Exercise directions: Put every line of the records below into a single numbered list, skipping any blank lines.

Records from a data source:
## Begin

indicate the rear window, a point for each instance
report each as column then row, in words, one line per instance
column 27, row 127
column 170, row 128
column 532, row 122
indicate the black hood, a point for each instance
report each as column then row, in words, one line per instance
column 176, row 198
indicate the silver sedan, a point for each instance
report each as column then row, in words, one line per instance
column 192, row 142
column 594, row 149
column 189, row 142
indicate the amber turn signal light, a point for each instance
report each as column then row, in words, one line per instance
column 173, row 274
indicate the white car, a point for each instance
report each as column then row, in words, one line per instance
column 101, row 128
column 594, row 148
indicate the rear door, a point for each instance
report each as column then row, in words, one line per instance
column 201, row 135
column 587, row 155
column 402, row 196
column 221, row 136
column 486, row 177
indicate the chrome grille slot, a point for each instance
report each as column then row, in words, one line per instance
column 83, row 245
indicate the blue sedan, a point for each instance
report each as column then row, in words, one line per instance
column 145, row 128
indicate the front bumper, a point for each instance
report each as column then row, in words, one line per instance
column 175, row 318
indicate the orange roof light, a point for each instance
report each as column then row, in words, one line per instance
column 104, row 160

## End

Output of the exercise:
1. indicate the rear window, a point for each instance
2. report each as column then row, in words, one line per instance
3. column 27, row 127
4. column 170, row 128
5. column 532, row 122
6. indicate the black hood, a point for each instance
7. report each as column then row, in words, one line per instance
8. column 176, row 198
9. indicate the silver sedan, a point for each instance
10. report each as column then row, in words, one line per instance
11. column 192, row 142
12. column 594, row 149
13. column 189, row 142
14. indicate the amber turn signal light, a point for each instance
15. report each as column then row, in words, one line per instance
16. column 173, row 274
17. indicate the white car, a point for each instance
18. report each as column then row, in words, one line per instance
19. column 101, row 128
20. column 594, row 148
21. indicate the rear door, a point for each instance
22. report each as column then row, in words, one line per instance
23. column 201, row 135
24. column 587, row 155
25. column 402, row 196
26. column 221, row 136
27. column 486, row 177
28. indicate the chrome grille slot, a point for each instance
29. report each as column then row, in words, one line per instance
30. column 83, row 245
31. indicate the blue sedan, a point for each instance
32. report each as column then row, in words, one line per instance
33. column 145, row 128
34. indicate the front bumper, a point for each instance
35. report each as column then row, in words, one line per instance
36. column 175, row 318
37. indicate the orange roof light, a point for each instance
38. report each as column then row, in words, one line per instance
39. column 104, row 160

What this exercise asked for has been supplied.